[Excerpts from a point labeling dataset]
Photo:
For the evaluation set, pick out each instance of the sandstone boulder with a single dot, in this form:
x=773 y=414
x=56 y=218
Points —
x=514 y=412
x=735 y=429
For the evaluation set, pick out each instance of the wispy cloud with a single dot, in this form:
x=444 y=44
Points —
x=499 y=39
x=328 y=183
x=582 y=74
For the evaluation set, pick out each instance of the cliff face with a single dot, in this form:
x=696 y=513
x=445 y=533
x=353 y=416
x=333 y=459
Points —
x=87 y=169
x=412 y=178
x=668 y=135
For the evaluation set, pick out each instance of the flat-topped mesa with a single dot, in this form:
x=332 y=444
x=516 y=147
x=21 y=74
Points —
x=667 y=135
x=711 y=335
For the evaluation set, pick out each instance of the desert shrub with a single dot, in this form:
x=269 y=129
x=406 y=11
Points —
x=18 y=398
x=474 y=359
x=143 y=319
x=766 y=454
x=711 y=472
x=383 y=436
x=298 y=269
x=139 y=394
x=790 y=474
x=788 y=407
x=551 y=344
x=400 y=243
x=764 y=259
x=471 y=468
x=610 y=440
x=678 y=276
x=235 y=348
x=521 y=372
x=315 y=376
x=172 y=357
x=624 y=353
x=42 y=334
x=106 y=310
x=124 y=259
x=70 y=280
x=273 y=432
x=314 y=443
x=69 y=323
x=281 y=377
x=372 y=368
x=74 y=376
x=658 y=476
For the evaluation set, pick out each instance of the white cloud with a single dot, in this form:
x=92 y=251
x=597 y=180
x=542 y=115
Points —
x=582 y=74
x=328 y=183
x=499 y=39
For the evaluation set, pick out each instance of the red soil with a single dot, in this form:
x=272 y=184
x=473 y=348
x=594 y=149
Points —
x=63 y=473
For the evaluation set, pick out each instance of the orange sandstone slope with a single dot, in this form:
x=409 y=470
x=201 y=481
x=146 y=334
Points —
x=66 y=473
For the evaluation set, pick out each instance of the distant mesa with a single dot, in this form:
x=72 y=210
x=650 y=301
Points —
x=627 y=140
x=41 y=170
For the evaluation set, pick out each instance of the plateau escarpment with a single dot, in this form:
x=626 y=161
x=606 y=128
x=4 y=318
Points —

■ PROBLEM DESCRIPTION
Rewrite the records above in full, switching every occurrence of "evaluation set" to "test set" and leaving all other text unchanged.

■ TASK SOLUTION
Photo:
For the test set, pick out each instance of the sandstone boulder with a single dot, in this form:
x=773 y=414
x=56 y=218
Points —
x=514 y=412
x=735 y=429
For the test set, pick out each instance of the wispy cloud with a single dot, in this form:
x=444 y=44
Points —
x=499 y=39
x=328 y=183
x=582 y=74
For the test set, pick out each instance of the cliff face with a single dot, in this form:
x=696 y=513
x=445 y=533
x=353 y=416
x=333 y=459
Points —
x=87 y=169
x=412 y=178
x=668 y=135
For the test set, pick out each instance of the flat-topped mesa with a single dot, in this form:
x=332 y=444
x=516 y=147
x=21 y=74
Points —
x=667 y=135
x=711 y=335
For the test set, pick out each instance of the desert shrub with a single dot, in this form:
x=269 y=129
x=406 y=11
Points —
x=18 y=398
x=474 y=359
x=143 y=319
x=766 y=454
x=711 y=472
x=383 y=436
x=298 y=269
x=139 y=394
x=790 y=474
x=788 y=407
x=551 y=344
x=400 y=243
x=764 y=259
x=471 y=468
x=610 y=440
x=678 y=276
x=235 y=348
x=521 y=372
x=315 y=376
x=172 y=357
x=624 y=353
x=42 y=334
x=106 y=310
x=124 y=259
x=70 y=280
x=273 y=432
x=314 y=443
x=69 y=323
x=281 y=377
x=372 y=368
x=74 y=376
x=658 y=476
For the test set, pick out each instance of the white cloud with a single dot, in this form:
x=92 y=251
x=597 y=180
x=542 y=115
Points —
x=582 y=74
x=328 y=183
x=499 y=39
For the test set, pick out each instance of the red soil with a single dot, in this form:
x=272 y=184
x=473 y=348
x=594 y=149
Points —
x=63 y=473
For the test set, pick out each instance of the orange sandstone slope with a single dot, in this form:
x=409 y=470
x=201 y=481
x=146 y=334
Points —
x=66 y=473
For the test set, pick out each instance of the distant mesa with a single dot, in this form:
x=72 y=210
x=650 y=301
Points —
x=627 y=140
x=41 y=170
For the test set, pick out each instance of the plateau escarpment with a single dot, in this form:
x=626 y=161
x=606 y=128
x=4 y=318
Points —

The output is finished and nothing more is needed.